As many of the early settlers in western Missouri migrated from the Upper South, they brought enslaved African Americans as agricultural laborers, and they desired to continue their culture and the institution of slavery. They settled predominantly in 17 counties along the Missouri River, in an area of flatlands that enabled plantation agriculture and became known as "Little Dixie." In 1821 the former Missouri Territory was admitted as a slave state, in accordance with the Missouri Compromise, and with a temporary state capital in St. Charles. In 1826, the capital was shifted to its current, permanent location of Jefferson City, also on the Missouri River.
The state was rocked by the 1812 New Madrid earthquake. Casualties were few due to the sparse population.

Exercises:
1) Repeat the passage on early Missouri word for word, from "As many of the" up to and including "the sparse population.".
2) Rewrite only the records from the line with "wall in the photo above." up to and including the line with "179], [352, 97]]", requests included. Multiply every point coordinate in the answers by 0.8 and round to whole numbers, with halves rounded up.
The passage on early Missouri and the records that follow it come from separate sources.

Dataset excerpts:
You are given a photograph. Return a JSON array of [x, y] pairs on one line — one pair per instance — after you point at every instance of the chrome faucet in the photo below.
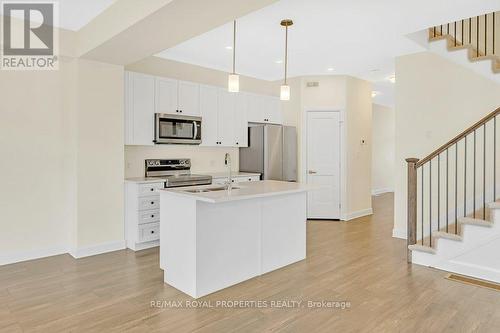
[[227, 163]]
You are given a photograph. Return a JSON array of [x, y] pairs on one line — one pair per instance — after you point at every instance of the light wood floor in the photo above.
[[357, 261]]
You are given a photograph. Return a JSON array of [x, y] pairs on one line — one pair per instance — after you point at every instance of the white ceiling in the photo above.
[[359, 38], [74, 14]]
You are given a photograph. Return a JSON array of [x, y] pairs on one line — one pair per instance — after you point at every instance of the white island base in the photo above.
[[210, 241]]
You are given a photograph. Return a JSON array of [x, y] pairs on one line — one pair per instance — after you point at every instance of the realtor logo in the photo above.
[[28, 36]]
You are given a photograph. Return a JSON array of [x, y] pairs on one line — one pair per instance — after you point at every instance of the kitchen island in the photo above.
[[212, 238]]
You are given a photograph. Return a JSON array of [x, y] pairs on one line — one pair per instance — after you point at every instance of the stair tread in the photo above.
[[474, 54], [494, 205], [422, 248], [446, 235], [472, 221]]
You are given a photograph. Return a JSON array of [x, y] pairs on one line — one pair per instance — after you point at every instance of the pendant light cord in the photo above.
[[234, 47], [286, 52]]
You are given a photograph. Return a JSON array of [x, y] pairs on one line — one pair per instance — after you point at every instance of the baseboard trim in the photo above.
[[32, 255], [96, 249], [398, 233], [379, 191], [357, 214], [143, 246], [468, 269]]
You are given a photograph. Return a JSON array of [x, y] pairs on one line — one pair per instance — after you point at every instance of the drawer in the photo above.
[[149, 189], [149, 232], [149, 216], [148, 203]]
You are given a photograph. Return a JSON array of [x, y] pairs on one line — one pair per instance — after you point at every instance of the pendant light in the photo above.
[[233, 83], [285, 88]]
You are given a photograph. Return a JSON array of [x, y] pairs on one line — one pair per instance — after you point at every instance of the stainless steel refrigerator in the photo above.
[[272, 152]]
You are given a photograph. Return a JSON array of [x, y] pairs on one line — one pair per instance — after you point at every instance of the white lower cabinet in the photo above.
[[142, 215]]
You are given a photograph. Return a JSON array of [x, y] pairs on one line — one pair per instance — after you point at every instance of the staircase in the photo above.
[[453, 214], [472, 42], [478, 36]]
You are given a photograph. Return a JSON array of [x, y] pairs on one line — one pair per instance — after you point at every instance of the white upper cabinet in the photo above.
[[177, 97], [209, 114], [189, 98], [166, 95], [225, 115], [255, 108], [139, 109], [227, 108], [264, 109]]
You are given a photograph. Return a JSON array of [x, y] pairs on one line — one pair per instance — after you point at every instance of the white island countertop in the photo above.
[[241, 191], [235, 174]]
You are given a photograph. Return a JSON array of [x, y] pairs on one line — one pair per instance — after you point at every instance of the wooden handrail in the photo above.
[[458, 138]]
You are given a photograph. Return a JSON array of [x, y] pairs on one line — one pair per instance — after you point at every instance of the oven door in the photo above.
[[177, 129]]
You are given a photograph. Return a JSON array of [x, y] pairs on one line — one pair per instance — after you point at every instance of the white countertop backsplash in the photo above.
[[215, 175]]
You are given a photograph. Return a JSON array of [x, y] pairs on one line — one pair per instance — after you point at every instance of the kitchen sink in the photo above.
[[210, 189]]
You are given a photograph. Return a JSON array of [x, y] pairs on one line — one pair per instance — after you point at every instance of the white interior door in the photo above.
[[323, 165]]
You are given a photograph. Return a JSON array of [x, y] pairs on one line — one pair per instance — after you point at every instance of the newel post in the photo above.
[[411, 233]]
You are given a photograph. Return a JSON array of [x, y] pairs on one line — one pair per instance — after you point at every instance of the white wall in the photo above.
[[435, 101], [383, 149], [100, 154], [61, 171], [34, 179], [352, 97]]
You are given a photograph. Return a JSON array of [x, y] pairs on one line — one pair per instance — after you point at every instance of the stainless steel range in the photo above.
[[176, 172]]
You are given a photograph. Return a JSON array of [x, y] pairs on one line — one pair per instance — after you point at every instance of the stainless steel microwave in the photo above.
[[177, 129]]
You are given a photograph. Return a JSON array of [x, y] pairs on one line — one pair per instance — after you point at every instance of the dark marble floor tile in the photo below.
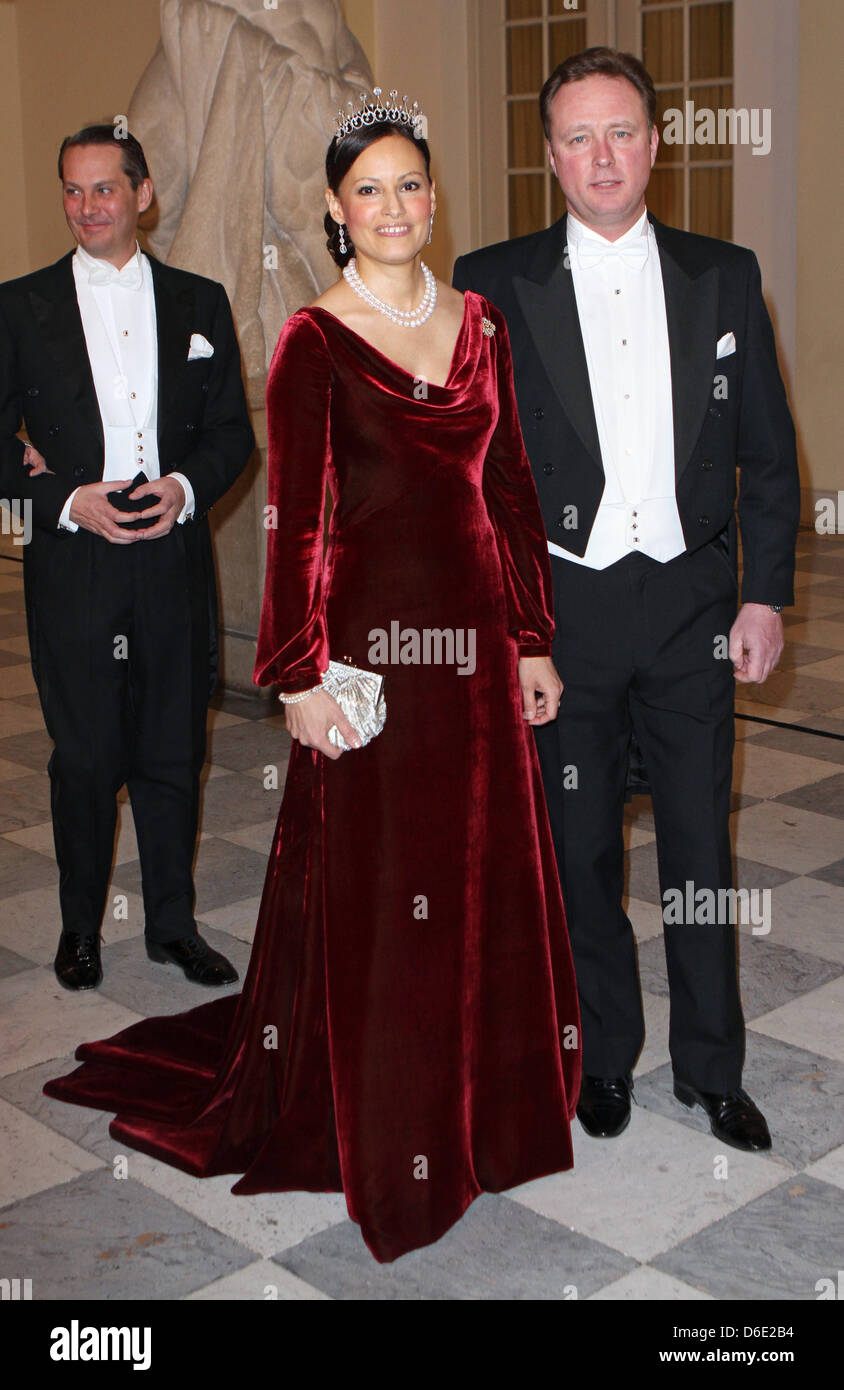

Answers for the tasks:
1)
As many of the early settlers in western Missouri migrated from the Upper South, they brought enslaved African Americans as agricultural laborers, and they desired to continue their culture and the institution of slavery. They settled predominantly in 17 counties along the Missouri River, in an area of flatlands that enabled plantation agriculture and became known as "Little Dixie." In 1821 the former Missouri Territory was admitted as a slave state, in accordance with the Missouri Compromise, and with a temporary state capital in St. Charles. In 1826, the capital was shifted to its current, permanent location of Jefferson City, also on the Missouri River.
The state was rocked by the 1812 New Madrid earthquake. Casualties were few due to the sparse population.

2)
You are given a photograph. Return a JSON array of [x, y] pairs on one line — one pair per instance — after you point at every instance of the white wall in the photo above.
[[348, 81], [306, 119], [80, 123], [49, 137], [27, 143], [282, 78]]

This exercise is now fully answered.